=== Dataset records ===

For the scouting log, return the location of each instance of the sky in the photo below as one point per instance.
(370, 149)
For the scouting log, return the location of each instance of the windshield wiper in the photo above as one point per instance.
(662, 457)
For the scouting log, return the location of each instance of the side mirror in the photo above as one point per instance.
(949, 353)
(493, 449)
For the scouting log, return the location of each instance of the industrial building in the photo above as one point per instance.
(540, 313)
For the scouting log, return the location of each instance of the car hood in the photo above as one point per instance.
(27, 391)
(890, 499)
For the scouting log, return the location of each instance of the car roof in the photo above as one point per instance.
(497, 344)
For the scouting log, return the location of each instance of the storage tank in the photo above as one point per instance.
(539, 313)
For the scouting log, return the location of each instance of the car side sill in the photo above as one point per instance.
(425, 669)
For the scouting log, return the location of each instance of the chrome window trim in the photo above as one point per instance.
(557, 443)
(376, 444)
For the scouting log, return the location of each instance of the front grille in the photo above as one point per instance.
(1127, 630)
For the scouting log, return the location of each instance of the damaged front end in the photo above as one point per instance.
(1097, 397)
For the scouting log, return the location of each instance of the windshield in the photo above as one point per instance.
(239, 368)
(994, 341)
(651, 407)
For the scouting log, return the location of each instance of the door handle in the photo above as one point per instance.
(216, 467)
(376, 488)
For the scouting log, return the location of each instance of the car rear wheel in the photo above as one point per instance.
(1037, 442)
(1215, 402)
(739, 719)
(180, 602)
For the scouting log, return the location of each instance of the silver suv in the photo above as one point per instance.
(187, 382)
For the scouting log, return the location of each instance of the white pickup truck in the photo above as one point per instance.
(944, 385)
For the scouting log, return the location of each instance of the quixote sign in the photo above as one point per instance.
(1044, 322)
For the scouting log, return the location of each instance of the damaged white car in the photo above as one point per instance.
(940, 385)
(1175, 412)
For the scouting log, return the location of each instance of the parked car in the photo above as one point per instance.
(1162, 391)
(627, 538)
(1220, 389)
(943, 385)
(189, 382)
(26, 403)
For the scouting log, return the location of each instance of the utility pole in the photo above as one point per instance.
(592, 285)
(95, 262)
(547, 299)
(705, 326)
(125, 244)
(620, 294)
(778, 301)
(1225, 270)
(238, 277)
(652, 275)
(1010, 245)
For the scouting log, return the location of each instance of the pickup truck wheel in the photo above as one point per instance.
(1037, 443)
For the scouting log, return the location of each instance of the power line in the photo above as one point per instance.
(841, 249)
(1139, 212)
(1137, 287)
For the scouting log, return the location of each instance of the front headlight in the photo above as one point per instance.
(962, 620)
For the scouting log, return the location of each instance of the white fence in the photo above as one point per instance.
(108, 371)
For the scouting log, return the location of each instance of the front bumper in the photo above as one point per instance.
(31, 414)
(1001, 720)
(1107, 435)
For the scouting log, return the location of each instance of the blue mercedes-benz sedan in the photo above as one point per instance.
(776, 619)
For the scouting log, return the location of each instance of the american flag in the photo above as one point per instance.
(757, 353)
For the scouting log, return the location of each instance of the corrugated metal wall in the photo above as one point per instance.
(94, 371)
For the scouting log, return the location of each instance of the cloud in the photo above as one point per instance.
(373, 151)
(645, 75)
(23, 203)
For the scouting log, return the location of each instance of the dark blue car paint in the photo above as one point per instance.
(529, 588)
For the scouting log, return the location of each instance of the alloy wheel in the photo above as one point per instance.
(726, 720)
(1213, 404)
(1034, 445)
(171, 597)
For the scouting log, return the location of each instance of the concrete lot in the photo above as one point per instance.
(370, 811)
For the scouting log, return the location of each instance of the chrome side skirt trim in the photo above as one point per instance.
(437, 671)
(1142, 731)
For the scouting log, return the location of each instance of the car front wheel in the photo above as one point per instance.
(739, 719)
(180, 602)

===

Rewrite all of the data above with "survey record" in place of "scouting log", keeping every other word the same.

> [Task solution]
For the survey record, return the location of each instance of the sky in the photo below as one point per instance.
(370, 149)
For the survey record, return the location of each instance of the windshield wiper in the photo above as one point per instance.
(662, 457)
For the survey record, return the location of each instance of the side mirror in the photo above as one point per instance.
(949, 353)
(493, 449)
For the survey record, return the location of each instance of the industrial building in the photo above as one point per instance.
(540, 313)
For the survey record, return the location of each instance of the car hood in the photo above as one point per instance.
(27, 391)
(890, 499)
For the survey record, return the location of each instance of the car roof in the photo above as one point per instance.
(497, 344)
For the survey record, return the location of each instance of the storage tank in the photo above as one point per instance.
(539, 313)
For the survey record, return the location of each instance of the car side sill in the photo above as one point per instance.
(425, 669)
For the survey record, return the location of each instance of the chrome window trim in the photo above as one point per instance.
(557, 443)
(376, 444)
For the survey record, return the location of each instance of the front grille in the photo above as one point per instance.
(1127, 630)
For the survey record, return the location of each instance of the damaged front end in the photo above as one point per instance.
(1097, 397)
For the survey record, return the location of each instance of the windshield in the photo above as one point per instance.
(239, 368)
(994, 341)
(651, 407)
For the survey record, return the location of each instance of the door handle in the photo above as one point per instance.
(216, 467)
(376, 488)
For the survey record, return the location of each instance of the car rear wheel in the photo above as one point per instance.
(1037, 442)
(1215, 402)
(739, 719)
(180, 602)
For the survey record, return the location of each instance of the silver suv in the photo above as one point per instance.
(187, 382)
For the survey record, return the location of each instance of the white pickup truck in the photo above as one point per instance.
(944, 385)
For the survey record, return the location of each instance of the quixote sign in the photo above as one point per instance.
(1044, 322)
For the survey record, return the location of each instance of the damaged white car in the photo above as one point per instance.
(940, 385)
(1175, 412)
For the survey record, return the location of each instance of the parked car in the photo above as one point per instance.
(1162, 391)
(627, 538)
(1220, 389)
(943, 385)
(189, 382)
(26, 403)
For the survey record, return the location of each instance of the utility pole in the photo above as one point per instance.
(592, 285)
(95, 262)
(547, 299)
(705, 326)
(125, 244)
(620, 294)
(778, 301)
(1225, 270)
(238, 277)
(652, 275)
(1010, 245)
For the survey record, return the location of each instance of the pickup truck wheel in the photo above as one point per instance.
(1037, 443)
For the survey record, return the location of each instance of the power line in the photo above as one point per instance.
(841, 249)
(1139, 212)
(1137, 287)
For the survey record, return the location of each instance of the front headlight in the photo above as one point per instance.
(962, 620)
For the survey record, return the location of each instance of the white fence in the photo above as one point per instance.
(108, 371)
For the survey record, return the location of each instance of the front bumper in the photo above as one point per instance.
(31, 414)
(1001, 720)
(1107, 435)
For the survey record, return the location of each instance of the blue mercedes-benz sedan in the photo above as one point per instance.
(776, 619)
For the survey record, return the location of each instance of the american flag in the photo above as one point per instance.
(757, 353)
For the survey record, return the location of each instance of the corrugated metal wall in the photo above as one point per instance.
(94, 371)
For the survey record, return the location of each instance of the cloud in the photo above as one point per instance.
(373, 151)
(645, 75)
(23, 203)
For the survey record, return the location of each instance of the dark blue car paint in the photo above as one point per instance.
(529, 588)
For the survey record, return the location of each instance of the alloy wheel in the photo above as one point per instance.
(726, 720)
(1213, 404)
(1034, 445)
(171, 597)
For the survey record, return the location of each instance of the concrete lot in the photo above as one point per instance.
(370, 811)
For the survey record, return the location of each instance of the chrome side skirt trim in the photo above as one point per instance.
(437, 671)
(1142, 731)
For the survey record, return the location of each instance of the car front wheel in the photo above as one point per instance.
(739, 719)
(180, 602)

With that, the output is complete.